[Stored data entries]

◆ ◆ ◆ ◆

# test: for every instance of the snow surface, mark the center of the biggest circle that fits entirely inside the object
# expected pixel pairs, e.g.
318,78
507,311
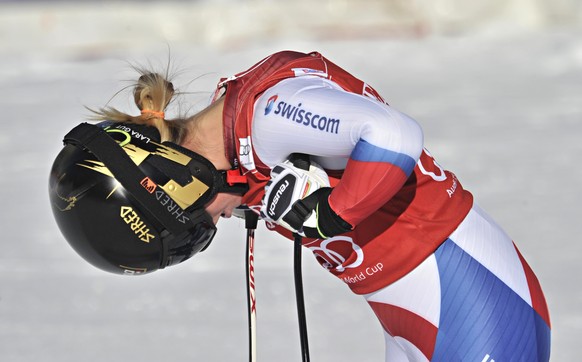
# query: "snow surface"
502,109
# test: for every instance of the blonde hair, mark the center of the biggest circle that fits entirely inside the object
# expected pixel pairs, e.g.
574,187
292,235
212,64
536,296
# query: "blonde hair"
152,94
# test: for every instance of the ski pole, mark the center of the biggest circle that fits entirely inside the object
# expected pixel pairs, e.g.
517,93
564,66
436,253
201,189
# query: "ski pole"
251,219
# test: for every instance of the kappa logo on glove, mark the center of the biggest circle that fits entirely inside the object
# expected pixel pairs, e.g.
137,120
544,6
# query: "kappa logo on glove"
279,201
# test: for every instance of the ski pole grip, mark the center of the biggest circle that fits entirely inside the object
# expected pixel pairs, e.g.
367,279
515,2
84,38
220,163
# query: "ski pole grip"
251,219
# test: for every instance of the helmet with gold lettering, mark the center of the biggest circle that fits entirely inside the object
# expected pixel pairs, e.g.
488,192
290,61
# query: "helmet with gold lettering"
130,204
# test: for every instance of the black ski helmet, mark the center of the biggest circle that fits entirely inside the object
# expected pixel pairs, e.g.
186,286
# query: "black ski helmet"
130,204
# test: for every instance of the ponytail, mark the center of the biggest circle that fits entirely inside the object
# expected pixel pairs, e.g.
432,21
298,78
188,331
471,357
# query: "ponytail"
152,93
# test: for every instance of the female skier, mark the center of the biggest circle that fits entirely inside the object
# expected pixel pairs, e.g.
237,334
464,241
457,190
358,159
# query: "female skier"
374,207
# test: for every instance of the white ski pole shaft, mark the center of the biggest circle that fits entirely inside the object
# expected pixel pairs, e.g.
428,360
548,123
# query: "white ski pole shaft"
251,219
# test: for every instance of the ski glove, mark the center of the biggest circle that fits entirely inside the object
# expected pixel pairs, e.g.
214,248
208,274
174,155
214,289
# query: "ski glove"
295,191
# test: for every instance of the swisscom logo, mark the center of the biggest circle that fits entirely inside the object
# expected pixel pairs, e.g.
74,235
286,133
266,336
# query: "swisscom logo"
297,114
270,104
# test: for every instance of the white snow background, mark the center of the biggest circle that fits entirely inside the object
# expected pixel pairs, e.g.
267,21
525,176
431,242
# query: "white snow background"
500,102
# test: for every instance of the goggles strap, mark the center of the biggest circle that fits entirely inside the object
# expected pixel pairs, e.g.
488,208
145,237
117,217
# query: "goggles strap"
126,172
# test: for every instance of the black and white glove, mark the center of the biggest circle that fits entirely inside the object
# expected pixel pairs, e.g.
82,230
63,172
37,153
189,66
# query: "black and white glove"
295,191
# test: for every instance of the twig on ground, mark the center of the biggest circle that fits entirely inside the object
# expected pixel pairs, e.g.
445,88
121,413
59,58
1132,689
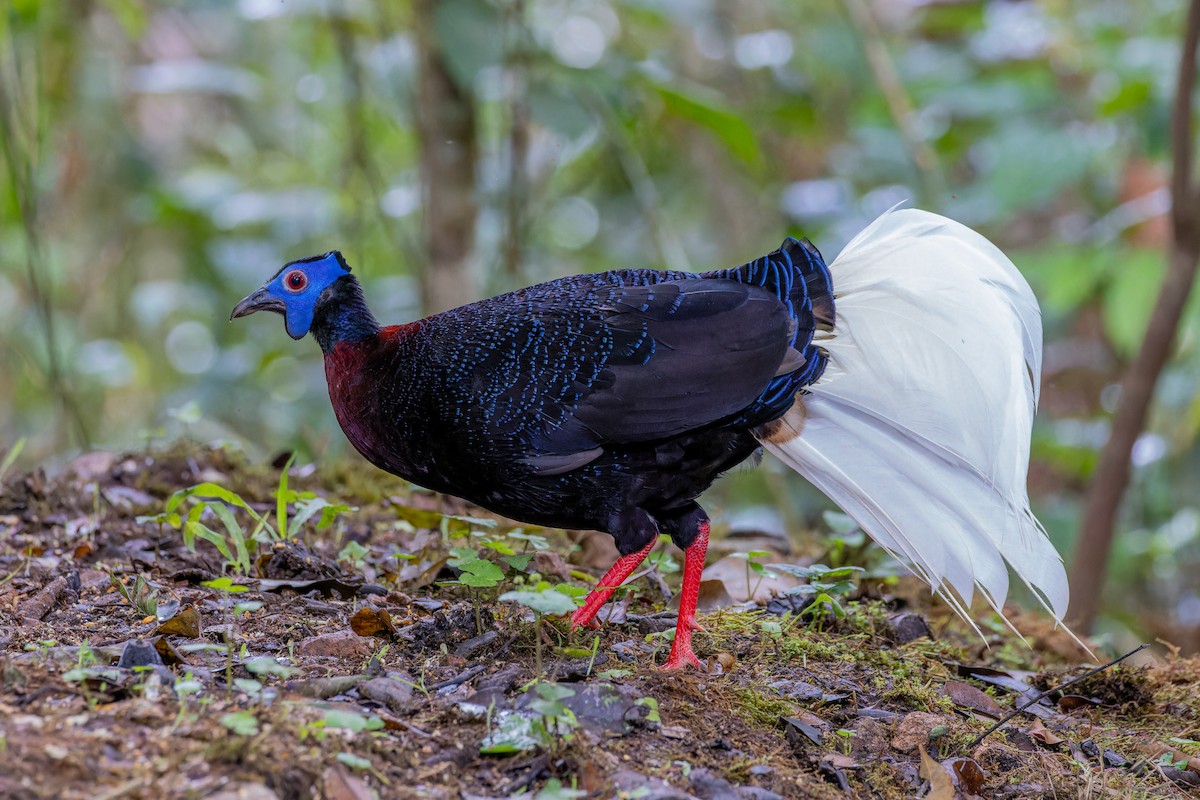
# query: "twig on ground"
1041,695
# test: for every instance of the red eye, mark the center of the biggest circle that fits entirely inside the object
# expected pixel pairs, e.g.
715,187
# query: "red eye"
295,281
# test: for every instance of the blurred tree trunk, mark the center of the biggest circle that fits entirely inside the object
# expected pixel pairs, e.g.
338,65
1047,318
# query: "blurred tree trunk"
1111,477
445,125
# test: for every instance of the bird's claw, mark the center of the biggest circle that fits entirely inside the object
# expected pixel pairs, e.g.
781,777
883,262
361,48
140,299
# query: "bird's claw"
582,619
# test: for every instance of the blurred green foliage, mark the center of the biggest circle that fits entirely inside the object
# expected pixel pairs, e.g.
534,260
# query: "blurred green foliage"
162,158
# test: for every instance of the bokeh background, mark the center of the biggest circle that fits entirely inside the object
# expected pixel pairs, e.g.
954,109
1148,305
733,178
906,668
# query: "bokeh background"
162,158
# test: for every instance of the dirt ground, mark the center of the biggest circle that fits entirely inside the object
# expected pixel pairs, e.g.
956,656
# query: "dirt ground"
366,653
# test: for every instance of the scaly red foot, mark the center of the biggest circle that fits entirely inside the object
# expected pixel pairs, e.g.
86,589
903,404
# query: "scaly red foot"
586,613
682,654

◆ ◆ ◆ ◆

What is required: Set down the entries exactly as they appear, with every picture left out.

Answer below:
# test: for every instance of the snow surface, mark the center of the biggest circle that fits entirely inside the object
# expected pixel pairs, e.g.
318,78
507,311
# query: "snow surface"
502,109
# test: for every instance of the blonde hair, mark the center of the biggest circle that fits entirely inside the object
# expected pixel pairs, e.g.
574,187
292,235
212,64
536,296
# query: "blonde hair"
152,94
# test: for every instance of the ski pole, mark the center of the biggest circle that fits entirely inside the object
# expected pixel pairs, e.g.
517,93
564,66
436,253
201,189
# query: "ski pole"
251,219
# test: for every instance of the kappa logo on glove, mark the center of the biggest circle that fits entirely inside the object
# expected pixel pairs, e.g.
137,120
544,6
# query: "kappa logo on glove"
279,201
# test: for every instance of the ski pole grip, mark the center of the biggest circle that fits entirely inside the object
# expected pixel pairs, e.g.
367,279
515,2
84,38
220,163
# query: "ski pole grip"
251,219
# test: for every instance of the helmet with gold lettering, mark the center of the biggest circle that fits entirely inside the object
# expected pixel pairs, e.g.
488,192
290,61
# query: "helmet with gold lettering"
130,204
# test: for every instance of the black ski helmet, mark the center of the biggest circle that fits entirely inside the object
# expected pixel pairs, e.g.
186,286
# query: "black ski helmet"
130,204
# test: for every instance of the ponytail, mark the center of the biggest circle that fits entirely inside the object
# expected pixel pairs, e.g.
432,21
298,78
188,331
471,357
# query: "ponytail"
152,93
# test: for every instance of the female skier, mark the center of the biggest circle that fits entirely inside the object
# expected pixel pairs, e.g.
237,334
464,241
457,190
358,159
# query: "female skier"
374,207
# test: for every instance of the white ski pole shaft, mark the center of the biggest circle that fits entirely inside the object
# expected pixel pairs, e.g.
428,360
548,123
# query: "white ski pole shaft"
251,219
# test: for every instance of the ski glove, mark the center of the biggest circle that fits entirely inside the object
# expected pixel pairs, e.g.
214,248
208,274
174,155
214,289
# query: "ski glove"
295,191
# test: for every instance of the swisscom logo, mark the center of the biggest circle that fits entirely inside the object
# expected pixel pairs, e.g.
74,235
286,133
266,336
# query: "swisscom logo"
297,114
270,104
# test: for every instance of the white snow background, mark the center of the biggest circle that fits entirely inside the object
# expected pixel pairs, e.g.
267,21
525,176
431,242
# query: "white snow background"
500,102
# test: for every instance of the goggles strap, mark the center of the biggest circle that fits entirely inside the object
# expected pixel pairs, e.g.
488,208
145,237
117,217
# query: "goggles strap"
126,172
# test: for every instance of the black and white glove, mark the center of the biggest circle that fits entirely inside the object
# expected pixel pairs, e.g.
82,230
63,172
37,153
189,66
# query: "black and white glove"
295,191
# test: for every instance of the twig on ground, mark the center of the biggest circle that fits entirely inside the object
# expected pixel pairs, e.g.
445,88
121,413
59,58
1132,689
# query: "twig on ground"
1041,695
# test: for every instance of the red eye, mark the center of the biggest circle that fits entirely inside the object
# expected pixel pairs, e.g.
715,187
# query: "red eye"
295,281
# test: for every instance of the blurred tree trunk, mark the center of the biggest circle that fits entirely inside the object
# expected pixel pairs, e.g.
338,65
1047,318
# query: "blurred tree trunk"
1111,477
445,125
# test: for every instance of the bird's claw, mark the center of the biggest circle that fits entirely inside the object
# expected pixel pairs, e.g.
781,777
883,262
361,48
140,299
# query: "bird's claw"
582,619
# test: for every instance of the blurred green foliage, mark the center of the biggest circle that fits entirely inside the object
# expected pixel pairs, e.g.
534,260
# query: "blurred green foliage"
162,158
# test: for every instance of the bokeh background, mark the center of the biggest circle that fits entirely inside the object
# expected pixel pairs, e.g.
954,109
1148,305
733,178
906,668
# query: "bokeh background"
162,158
# test: for every instance of the dirt ground, mark the center of the biggest circle that fits entirely inside the object
# expected pixel pairs, e.g.
956,656
# query: "dirt ground"
366,653
# test: for every instance of the scaly red foot, mark the center of the biggest circle that fits entirely inside the object
# expected pixel pairs, e.g.
86,589
903,404
# query: "scaly red foot"
586,613
682,654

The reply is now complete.